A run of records
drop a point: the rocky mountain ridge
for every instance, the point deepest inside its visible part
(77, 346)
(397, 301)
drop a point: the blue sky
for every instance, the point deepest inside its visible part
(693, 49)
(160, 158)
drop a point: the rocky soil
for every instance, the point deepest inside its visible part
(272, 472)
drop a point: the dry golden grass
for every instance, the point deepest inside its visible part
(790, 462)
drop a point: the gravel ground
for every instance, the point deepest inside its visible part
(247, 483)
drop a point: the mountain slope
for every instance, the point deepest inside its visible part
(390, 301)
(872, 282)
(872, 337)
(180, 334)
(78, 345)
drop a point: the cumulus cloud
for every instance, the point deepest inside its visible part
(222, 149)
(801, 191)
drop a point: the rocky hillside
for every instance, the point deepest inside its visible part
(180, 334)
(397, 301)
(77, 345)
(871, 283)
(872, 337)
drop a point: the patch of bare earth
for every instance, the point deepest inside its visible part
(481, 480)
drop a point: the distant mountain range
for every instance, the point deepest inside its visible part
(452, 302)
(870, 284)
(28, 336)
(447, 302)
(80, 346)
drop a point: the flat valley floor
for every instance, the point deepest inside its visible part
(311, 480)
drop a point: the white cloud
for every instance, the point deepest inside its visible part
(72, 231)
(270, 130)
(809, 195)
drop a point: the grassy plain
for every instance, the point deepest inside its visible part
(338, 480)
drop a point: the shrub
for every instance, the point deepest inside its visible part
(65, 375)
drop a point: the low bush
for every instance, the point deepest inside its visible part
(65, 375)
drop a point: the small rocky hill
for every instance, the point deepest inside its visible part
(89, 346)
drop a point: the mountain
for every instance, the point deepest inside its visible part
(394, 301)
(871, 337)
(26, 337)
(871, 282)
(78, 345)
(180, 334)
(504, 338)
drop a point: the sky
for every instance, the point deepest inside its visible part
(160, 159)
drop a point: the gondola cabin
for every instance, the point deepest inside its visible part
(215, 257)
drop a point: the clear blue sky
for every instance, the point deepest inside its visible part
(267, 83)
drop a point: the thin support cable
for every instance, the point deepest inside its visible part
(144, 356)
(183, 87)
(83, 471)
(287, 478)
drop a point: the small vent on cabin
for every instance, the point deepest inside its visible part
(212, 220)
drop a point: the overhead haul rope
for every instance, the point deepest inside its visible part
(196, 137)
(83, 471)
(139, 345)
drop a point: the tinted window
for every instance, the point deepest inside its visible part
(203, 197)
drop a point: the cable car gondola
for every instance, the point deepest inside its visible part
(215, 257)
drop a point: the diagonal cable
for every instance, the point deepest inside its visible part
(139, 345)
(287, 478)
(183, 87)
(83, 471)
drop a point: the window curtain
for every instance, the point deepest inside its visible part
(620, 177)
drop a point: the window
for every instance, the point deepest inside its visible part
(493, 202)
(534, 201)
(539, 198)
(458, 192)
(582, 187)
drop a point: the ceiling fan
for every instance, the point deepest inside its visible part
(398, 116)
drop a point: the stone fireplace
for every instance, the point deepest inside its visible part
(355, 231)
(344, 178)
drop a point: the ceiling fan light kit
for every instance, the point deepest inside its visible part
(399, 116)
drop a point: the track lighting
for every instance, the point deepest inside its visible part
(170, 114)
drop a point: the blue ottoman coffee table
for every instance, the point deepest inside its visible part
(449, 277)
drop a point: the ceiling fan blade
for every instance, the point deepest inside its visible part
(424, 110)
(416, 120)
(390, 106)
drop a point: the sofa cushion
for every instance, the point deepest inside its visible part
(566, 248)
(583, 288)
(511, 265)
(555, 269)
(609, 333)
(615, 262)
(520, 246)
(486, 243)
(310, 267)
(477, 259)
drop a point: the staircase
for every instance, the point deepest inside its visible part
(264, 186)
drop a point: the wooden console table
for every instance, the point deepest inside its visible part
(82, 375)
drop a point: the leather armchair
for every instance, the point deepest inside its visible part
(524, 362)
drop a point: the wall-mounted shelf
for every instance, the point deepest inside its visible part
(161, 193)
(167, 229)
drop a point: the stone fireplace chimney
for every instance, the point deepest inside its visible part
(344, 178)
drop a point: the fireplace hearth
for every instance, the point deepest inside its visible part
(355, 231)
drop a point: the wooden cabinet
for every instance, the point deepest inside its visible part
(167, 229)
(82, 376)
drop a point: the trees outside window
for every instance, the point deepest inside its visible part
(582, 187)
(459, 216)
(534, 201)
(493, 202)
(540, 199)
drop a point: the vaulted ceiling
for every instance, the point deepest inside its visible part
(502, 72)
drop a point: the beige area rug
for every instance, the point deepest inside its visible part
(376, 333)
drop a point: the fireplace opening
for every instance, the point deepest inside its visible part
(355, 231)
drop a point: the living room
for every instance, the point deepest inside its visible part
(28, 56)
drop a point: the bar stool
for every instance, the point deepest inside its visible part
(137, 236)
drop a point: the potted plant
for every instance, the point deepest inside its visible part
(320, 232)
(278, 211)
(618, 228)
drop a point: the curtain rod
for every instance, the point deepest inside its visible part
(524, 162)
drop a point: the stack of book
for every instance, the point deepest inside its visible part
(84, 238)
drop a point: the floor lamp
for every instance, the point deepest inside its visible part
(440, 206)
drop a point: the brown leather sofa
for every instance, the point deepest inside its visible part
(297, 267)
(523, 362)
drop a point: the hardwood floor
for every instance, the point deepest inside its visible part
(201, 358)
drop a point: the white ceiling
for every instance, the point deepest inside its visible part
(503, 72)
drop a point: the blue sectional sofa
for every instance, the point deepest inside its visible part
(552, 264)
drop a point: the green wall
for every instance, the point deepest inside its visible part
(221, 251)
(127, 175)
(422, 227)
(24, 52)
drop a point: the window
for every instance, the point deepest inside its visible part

> **Exercise objective**: Output all of the data again, exactly.

> **Result for this task**:
drop a point: the rocky mountain ridge
for every instance, the point deepest inside its visible part
(77, 346)
(397, 301)
drop a point: the blue sky
for every instance, the point deepest inside its visible part
(693, 49)
(160, 158)
drop a point: the rocky soil
for every instance, the point deepest inside its visible part
(272, 472)
drop a point: the dry golden grass
for every instance, the point deepest inside its visible part
(790, 462)
drop a point: the gravel ground
for every instance, the point deepest inside its visible part
(247, 483)
drop a point: the mountain slope
for every instance, the point deepest inside its visible part
(390, 301)
(872, 282)
(872, 337)
(180, 334)
(78, 345)
drop a point: the cumulus cloud
for every instance, the point deepest inside its visible part
(222, 149)
(801, 191)
drop a point: the rocky hillside
for every instance, the point deepest inside its visible part
(180, 334)
(397, 301)
(77, 345)
(871, 283)
(872, 337)
drop a point: the patch of bare earth
for every instance, the point deepest inside its visible part
(481, 480)
drop a point: the distant mountain range
for every instance, the point deepest inside its visible part
(452, 302)
(870, 284)
(28, 336)
(447, 302)
(80, 346)
drop a point: the flat valley floor
for every instance, the point deepest inside its visible part
(311, 480)
drop a point: the white cloud
for every instance, the point deepest inside its visible part
(72, 231)
(270, 130)
(809, 195)
drop a point: the grassy plain
for every instance, the point deepest inside its visible part
(338, 480)
drop a point: the shrub
for every instance, the point deepest inside its visible part
(65, 375)
drop a point: the low bush
for every instance, the point deepest inside its visible part
(65, 375)
drop a point: the small rocky hill
for every instance, the point deepest inside its visible part
(89, 346)
drop a point: the mountain
for every instance, the point deepest inside its visible part
(394, 301)
(871, 337)
(26, 337)
(871, 282)
(78, 345)
(180, 334)
(504, 338)
drop a point: the sky
for every instance, the point deepest inside its visible part
(160, 159)
drop a point: the gondola cabin
for every instance, the point deepest inside its visible part
(215, 257)
drop a point: the clear blue sky
for every instance, the point deepest inside its visible part
(267, 83)
drop a point: the thin support cable
for every instance, the point deepest inside its visible part
(144, 356)
(183, 87)
(83, 471)
(287, 478)
drop a point: the small vent on cabin
for every instance, the point deepest inside its visible part
(212, 220)
drop a point: the overhead haul rope
for every instance, the point deepest inside its visible part
(196, 137)
(83, 471)
(139, 345)
drop a point: the tinted window
for every instance, the point deepest inside its visible part
(203, 197)
drop a point: the cable car gondola
for every instance, the point deepest inside its visible part
(215, 257)
drop a point: the diagonal cable
for every instance, the point deepest inside its visible part
(139, 345)
(287, 478)
(183, 87)
(83, 471)
drop a point: the window curtain
for every instance, the point deepest inside its visible part
(620, 177)
drop a point: the window
for every instance, the point deepest inside its visible part
(493, 202)
(534, 201)
(539, 198)
(458, 192)
(582, 187)
drop a point: the ceiling fan
for every instance, the point deepest inside its visible part
(398, 116)
drop a point: the stone fireplace
for every instance, the point deepest inside its visible part
(355, 231)
(344, 178)
drop a point: the ceiling fan light kit
for every instance, the point deepest inside its visible part
(399, 116)
drop a point: the track lighting
for every instance, the point deepest inside its visible part
(170, 114)
drop a point: the blue ottoman coffee table
for every instance, the point deepest inside its visible part
(449, 277)
drop a point: the ceiling fan blade
for every instance, the point deepest inside its visible part
(424, 110)
(416, 120)
(390, 106)
drop a point: the sofa cushion
for every instance, the point deepest inside its visible part
(566, 248)
(583, 288)
(511, 265)
(555, 269)
(609, 333)
(615, 262)
(520, 246)
(486, 243)
(310, 267)
(477, 259)
drop a point: the staircase
for every instance, the point deepest inside its visible part
(264, 186)
drop a point: the wooden console table
for every instance, the point deepest inside its visible part
(82, 375)
drop a point: the leather armchair
for every instance, the point deepest inside its visible part
(524, 362)
drop a point: the wall-mounted shelf
for every instance, the point deepest inside its visible part
(161, 193)
(167, 229)
drop a point: the stone fireplace chimney
for every instance, the point deepest inside its visible part
(344, 178)
drop a point: the fireplace hearth
for every instance, the point deepest inside its visible part
(355, 231)
drop a point: the wooden cabinet
for every instance, the point deepest inside its visible part
(167, 229)
(82, 376)
drop a point: the trees outside window
for every instance, the point deepest inside its visible part
(582, 187)
(459, 216)
(534, 201)
(493, 202)
(540, 199)
drop a point: the vaulted ceiling
for every instance, the point deepest inside its visible part
(502, 72)
drop a point: the beige area rug
for every instance, the point deepest inside its visible part
(376, 333)
drop a point: the fireplace opening
for every instance, the point deepest inside its visible part
(355, 231)
drop a point: the living room
for every instance, the point deepest inside its visible part
(28, 56)
drop a point: the bar stool
for every instance, the point deepest inside its visible part
(137, 236)
drop a point: the potted plant
for every instance, the point deepest inside its visible part
(320, 232)
(278, 211)
(618, 228)
drop a point: the curtain rod
for every instance, the point deepest inside its visible part
(524, 162)
drop a point: the stack of book
for every instance, the point deepest inside its visible part
(84, 238)
drop a point: the floor lamp
for every instance, the point deepest inside its visible part
(440, 206)
drop a point: the brown leather sofa
for every instance, the point deepest inside its visible part
(297, 267)
(523, 362)
drop a point: the hardwood floor
for every instance, the point deepest inside its visible part
(201, 358)
drop a point: the white ceiling
for every instance, the point deepest inside its visible part
(503, 72)
drop a point: the blue sectional sofa
for every instance, the point deepest inside its visible part
(552, 264)
drop a point: the green wall
for every instance, the point deepest inside its visible part
(221, 251)
(127, 175)
(422, 227)
(24, 52)
drop a point: the window
for every instance, the point deepest inside its visible part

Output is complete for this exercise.